# [Aufgaben]
• a. Welche Uhrzeit und welchen Treffpunkt schlägt gallus im Forumsauszug zum Tag der Meerforelle 2009 gegenüber Pasi vor?
• b. Setze den Forumsauszug zum Tag der Meerforelle 2009 nach dem zuletzt gezeigten Satz fort.

Das wird knapp. Bin um 9 da und hau dann wieder ab, wenn ich den Zettel habe.


----------



## gallus (18. März 2009)

*AW: Tag der Meerforelle 2009!*

Schade Stephan!
Dann werd ich dir den gröszten Fisch widmen!|bla:

@Pasi

9:00Uhr Eingang Haus des Gastes?


----------



## Stxxxxxxxxx (18. März 2009)

*AW: Tag der Meerforelle 2009!*



gallus schrieb:


> Schade Stephan!
> Dann werd ich dir den gröszten Fisch widmen!|bla:



Danke Gallus - und ich gönn ihn dir !!!

Wenn ihr um 9.00h da seid, bin ich es eben auch |supergri#h

Gruß Stephan|bla:


----------



## gallus (18. März 2009)

*AW: Tag der Meerforelle 2009!*

Hilfst mir dann die Seekarte einzunorden um den 
passenden Strand mit den Dicken Fischen zu finden?


----------



## Sylverpasi (18. März 2009)

*AW: Tag der Meerforelle 2009!*



gallus schrieb:


> Schade Stephan!

Datensatzauszüge zum Zeigen auf Objekte:

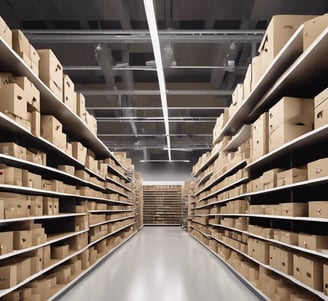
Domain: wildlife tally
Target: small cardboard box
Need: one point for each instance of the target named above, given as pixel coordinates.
(69, 96)
(8, 276)
(13, 100)
(291, 111)
(46, 256)
(5, 32)
(22, 239)
(260, 135)
(294, 209)
(6, 242)
(318, 169)
(59, 252)
(51, 129)
(291, 176)
(31, 92)
(13, 149)
(318, 209)
(51, 71)
(312, 272)
(313, 28)
(313, 242)
(63, 274)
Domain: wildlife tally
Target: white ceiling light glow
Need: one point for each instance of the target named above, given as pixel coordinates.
(152, 25)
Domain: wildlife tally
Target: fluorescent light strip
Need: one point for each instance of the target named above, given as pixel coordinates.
(164, 161)
(152, 25)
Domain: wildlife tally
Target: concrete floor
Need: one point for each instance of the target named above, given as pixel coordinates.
(161, 264)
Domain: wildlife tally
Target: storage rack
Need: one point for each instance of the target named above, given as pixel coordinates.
(162, 204)
(71, 225)
(225, 230)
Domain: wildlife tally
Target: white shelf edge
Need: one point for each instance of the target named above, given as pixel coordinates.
(86, 271)
(261, 294)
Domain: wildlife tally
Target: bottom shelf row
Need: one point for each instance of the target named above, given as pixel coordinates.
(258, 275)
(54, 281)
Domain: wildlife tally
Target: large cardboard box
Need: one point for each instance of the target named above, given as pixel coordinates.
(51, 71)
(291, 176)
(59, 252)
(313, 28)
(8, 276)
(6, 242)
(278, 32)
(318, 169)
(51, 129)
(318, 209)
(69, 96)
(260, 135)
(79, 151)
(13, 100)
(294, 209)
(5, 32)
(325, 279)
(13, 149)
(293, 115)
(80, 105)
(31, 92)
(313, 242)
(22, 239)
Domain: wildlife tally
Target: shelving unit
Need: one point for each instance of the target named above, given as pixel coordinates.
(70, 197)
(162, 204)
(233, 206)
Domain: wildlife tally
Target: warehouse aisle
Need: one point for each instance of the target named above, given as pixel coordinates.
(162, 264)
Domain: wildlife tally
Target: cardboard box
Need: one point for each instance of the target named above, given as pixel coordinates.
(35, 205)
(313, 242)
(13, 149)
(80, 105)
(22, 239)
(51, 71)
(11, 176)
(278, 32)
(46, 256)
(325, 279)
(51, 129)
(59, 252)
(318, 169)
(260, 135)
(5, 33)
(6, 242)
(291, 176)
(294, 209)
(63, 274)
(79, 151)
(69, 96)
(8, 276)
(312, 272)
(318, 209)
(13, 100)
(31, 92)
(291, 111)
(313, 28)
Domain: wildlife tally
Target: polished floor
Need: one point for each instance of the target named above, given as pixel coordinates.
(161, 264)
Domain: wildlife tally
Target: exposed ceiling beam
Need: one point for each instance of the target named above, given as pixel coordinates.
(121, 67)
(143, 36)
(153, 108)
(156, 92)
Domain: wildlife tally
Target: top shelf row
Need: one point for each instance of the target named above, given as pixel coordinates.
(285, 74)
(11, 62)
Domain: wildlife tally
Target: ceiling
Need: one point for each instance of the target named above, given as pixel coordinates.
(106, 49)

# [Antworten]
• a. 9:00 Uhr am Eingang vom Haus des Gastes.

• b.
> Dann werd ich dir den gröszten Fisch widmen!|bla:
> 
> @Pasi
> ...



Jau so machen wir das! Meinst Du ich erkenn Dich noch???|kopfkrat


----------



## gallus (18. März 2009)

*AW: Tag der Meerforelle 2009!*

Bestimmt,
grüner Norweger und Buschhut über der Brille.


----------



## Sylverpasi (18. März 2009)

*AW: Tag der Meerforelle 2009!*

Meine Schwarz/Weisse Glücksjacke und blaue Mütz aufm Kopp...


----------



## gallus (18. März 2009)

*AW: Tag der Meerforelle 2009!*

Na denn kann ja nix schiefgehen,
wenn doch,bin am Sonntag auf dem oberen Treppchen zu finden!
:m


----------



## Sylverpasi (18. März 2009)

*AW: Tag der Meerforelle 2009!*



gallus schrieb:


> Na denn kann ja nix schiefgehen,
> wenn doch,bin am Sonntag auf dem oberen Treppchen zu finden!
> :m



Ja gleich unter mir :vik:


----------



## Reppi (19. März 2009)

*AW: Tag der Meerforelle 2009!*

Also keiner über Nacht da ??


----------



## Bellyboater (19. März 2009)

*AW: Tag der Meerforelle 2009!*

Ich werd am Samstag auch mal vorbeigucken zum Klönen und um mir mal ein wenig das Rahmenprogramm anzuschauen. Fischen hab ich 1. keinen Bock bei so einer Veranstaltung und 2. hab ich grad ein wenig Probleme mit der Schulter.


----------



## testo (19. März 2009)

*AW: Tag der Meerforelle 2009!*

@deichman...

ich werde wohl in hohenfelde / hubertsberg nächtigen.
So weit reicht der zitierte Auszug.